* _Exercise goal_
All lines from the one with "Return one point for each instance of the side" through the final line below are to be reproduced exactly; omit the others.

* _Material supplied_
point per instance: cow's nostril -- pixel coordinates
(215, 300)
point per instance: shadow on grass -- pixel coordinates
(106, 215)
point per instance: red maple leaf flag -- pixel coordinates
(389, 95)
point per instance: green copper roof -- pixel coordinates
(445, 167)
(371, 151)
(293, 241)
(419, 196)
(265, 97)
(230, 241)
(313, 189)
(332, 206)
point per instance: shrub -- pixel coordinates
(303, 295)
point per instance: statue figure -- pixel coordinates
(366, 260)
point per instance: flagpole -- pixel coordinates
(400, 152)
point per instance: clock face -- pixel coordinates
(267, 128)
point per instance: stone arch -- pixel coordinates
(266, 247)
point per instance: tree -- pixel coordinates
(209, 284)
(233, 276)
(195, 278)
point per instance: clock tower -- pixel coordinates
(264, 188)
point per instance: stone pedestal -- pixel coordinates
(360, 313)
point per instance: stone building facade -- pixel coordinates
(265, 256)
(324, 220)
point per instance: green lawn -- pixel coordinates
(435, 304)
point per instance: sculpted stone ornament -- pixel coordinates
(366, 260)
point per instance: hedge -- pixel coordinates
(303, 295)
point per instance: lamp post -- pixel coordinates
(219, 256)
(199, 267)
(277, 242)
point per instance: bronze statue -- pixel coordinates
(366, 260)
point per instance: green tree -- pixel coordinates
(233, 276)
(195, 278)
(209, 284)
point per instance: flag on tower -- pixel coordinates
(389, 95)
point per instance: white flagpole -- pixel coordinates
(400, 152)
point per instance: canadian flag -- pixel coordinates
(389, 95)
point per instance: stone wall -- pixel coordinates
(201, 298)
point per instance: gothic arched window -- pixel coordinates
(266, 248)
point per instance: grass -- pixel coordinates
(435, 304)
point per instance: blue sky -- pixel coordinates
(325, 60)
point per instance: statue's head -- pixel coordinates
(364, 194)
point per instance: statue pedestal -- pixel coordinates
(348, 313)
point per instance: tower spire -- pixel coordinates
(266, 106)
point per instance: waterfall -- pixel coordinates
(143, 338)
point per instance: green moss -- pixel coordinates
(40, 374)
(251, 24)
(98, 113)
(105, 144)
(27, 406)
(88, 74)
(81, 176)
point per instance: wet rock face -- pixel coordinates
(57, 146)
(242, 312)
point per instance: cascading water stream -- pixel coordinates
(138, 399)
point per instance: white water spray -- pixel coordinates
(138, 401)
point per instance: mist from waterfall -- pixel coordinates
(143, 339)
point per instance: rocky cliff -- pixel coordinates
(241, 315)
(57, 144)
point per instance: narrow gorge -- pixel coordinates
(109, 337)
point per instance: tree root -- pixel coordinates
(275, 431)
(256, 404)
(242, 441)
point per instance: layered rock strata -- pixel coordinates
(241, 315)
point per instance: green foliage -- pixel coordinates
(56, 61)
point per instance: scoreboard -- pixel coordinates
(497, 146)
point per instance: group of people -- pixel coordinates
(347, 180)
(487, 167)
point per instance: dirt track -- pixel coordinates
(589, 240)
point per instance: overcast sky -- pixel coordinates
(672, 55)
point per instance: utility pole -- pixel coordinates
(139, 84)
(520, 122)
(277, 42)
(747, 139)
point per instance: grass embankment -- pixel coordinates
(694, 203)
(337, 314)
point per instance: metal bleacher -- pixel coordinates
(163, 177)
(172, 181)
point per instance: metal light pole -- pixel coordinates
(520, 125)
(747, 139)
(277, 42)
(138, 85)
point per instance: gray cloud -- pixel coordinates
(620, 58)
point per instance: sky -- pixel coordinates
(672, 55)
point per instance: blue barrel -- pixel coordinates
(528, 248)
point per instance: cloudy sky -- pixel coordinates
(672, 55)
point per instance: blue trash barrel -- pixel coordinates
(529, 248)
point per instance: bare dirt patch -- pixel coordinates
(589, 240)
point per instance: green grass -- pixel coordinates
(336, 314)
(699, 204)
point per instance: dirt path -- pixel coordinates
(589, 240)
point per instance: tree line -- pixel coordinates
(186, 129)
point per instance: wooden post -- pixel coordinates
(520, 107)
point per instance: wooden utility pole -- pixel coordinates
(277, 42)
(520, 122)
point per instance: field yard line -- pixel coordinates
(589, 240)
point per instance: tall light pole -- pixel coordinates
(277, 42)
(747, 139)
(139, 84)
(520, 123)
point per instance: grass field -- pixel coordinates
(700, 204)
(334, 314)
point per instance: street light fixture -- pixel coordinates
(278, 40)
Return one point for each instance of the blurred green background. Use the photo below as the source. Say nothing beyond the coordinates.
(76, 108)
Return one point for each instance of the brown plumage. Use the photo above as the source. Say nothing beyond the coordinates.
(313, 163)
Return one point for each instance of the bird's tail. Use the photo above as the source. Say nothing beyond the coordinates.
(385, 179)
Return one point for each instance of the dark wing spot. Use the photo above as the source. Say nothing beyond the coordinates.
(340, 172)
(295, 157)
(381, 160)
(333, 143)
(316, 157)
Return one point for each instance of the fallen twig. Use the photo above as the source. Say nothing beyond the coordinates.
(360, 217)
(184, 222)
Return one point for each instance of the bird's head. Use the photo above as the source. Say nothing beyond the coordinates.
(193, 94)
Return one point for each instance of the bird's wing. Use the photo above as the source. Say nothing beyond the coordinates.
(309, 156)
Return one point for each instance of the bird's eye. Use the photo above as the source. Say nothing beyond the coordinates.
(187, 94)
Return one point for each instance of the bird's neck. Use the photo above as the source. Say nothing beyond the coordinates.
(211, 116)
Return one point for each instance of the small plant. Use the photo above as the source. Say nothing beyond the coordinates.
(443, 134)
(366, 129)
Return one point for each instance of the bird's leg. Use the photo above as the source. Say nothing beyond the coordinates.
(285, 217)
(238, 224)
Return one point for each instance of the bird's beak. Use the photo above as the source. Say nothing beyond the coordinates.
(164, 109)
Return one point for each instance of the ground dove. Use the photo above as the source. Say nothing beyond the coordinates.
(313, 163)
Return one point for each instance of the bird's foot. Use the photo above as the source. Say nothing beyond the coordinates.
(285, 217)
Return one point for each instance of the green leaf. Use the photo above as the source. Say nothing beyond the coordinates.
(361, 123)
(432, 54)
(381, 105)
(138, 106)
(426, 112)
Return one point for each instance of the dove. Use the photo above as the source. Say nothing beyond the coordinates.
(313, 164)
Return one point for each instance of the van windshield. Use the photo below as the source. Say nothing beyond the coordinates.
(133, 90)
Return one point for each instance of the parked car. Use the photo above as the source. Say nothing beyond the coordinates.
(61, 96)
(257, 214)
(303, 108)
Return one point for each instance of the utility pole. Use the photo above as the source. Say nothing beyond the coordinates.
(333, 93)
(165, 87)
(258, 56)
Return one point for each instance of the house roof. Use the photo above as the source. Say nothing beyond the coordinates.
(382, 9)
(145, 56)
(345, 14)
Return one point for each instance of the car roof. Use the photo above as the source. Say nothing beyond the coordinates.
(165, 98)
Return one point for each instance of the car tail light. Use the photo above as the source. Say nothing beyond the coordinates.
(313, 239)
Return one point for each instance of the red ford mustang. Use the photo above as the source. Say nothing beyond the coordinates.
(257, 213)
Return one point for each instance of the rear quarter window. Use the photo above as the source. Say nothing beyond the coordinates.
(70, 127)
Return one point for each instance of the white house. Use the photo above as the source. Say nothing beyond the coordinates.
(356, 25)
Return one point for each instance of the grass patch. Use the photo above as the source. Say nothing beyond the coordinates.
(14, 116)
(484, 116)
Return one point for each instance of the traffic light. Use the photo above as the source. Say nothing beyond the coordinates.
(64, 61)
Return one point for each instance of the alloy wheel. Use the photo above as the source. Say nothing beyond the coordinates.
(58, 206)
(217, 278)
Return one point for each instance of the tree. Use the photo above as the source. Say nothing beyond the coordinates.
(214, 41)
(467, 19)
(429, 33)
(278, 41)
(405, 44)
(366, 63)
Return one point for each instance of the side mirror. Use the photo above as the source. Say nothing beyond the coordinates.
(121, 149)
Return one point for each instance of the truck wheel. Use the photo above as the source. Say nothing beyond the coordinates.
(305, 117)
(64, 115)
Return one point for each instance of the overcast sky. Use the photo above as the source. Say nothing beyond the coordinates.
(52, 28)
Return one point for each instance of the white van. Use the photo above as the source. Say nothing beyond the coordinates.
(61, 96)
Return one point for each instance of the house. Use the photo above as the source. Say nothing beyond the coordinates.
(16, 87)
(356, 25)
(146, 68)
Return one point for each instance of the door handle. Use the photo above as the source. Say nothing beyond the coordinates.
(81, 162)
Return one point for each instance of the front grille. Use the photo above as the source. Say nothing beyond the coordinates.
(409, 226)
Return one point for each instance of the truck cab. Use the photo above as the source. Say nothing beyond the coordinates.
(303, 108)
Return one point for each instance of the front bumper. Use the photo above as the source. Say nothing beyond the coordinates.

* _Answer to the problem_
Return one point for each instance of the side mirror. Use the photo above as the source. Say nothing beyond the coordinates.
(121, 149)
Return one point for each instance of the truck wheel. Use the photo above as the source. Say nothing beyond the coordinates.
(305, 117)
(64, 115)
Return one point for each instance of the overcast sky. Use the photo above as the source. Say nothing beyond the coordinates.
(52, 28)
Return one point for each instance of the white van. Use the photo above as the source. Say nothing beyond the coordinates.
(61, 96)
Return one point for each instance of the house. Use the photo above as the source. Say nothing beyond the coordinates.
(16, 87)
(356, 25)
(146, 68)
Return one point for each instance of the door handle. Use the photo above as the source. Say nothing beyond the coordinates.
(81, 162)
Return one point for each instance of the front grille. Use the photo above as the source. Say nothing beyond the coordinates.
(409, 226)
Return one point for each instance of the truck cab. Use the photo above as the source. Say nothing beyond the coordinates.
(303, 108)
Return one point for each instance of the front bumper. Use the photo above as the source. Say nothing beyond the coordinates.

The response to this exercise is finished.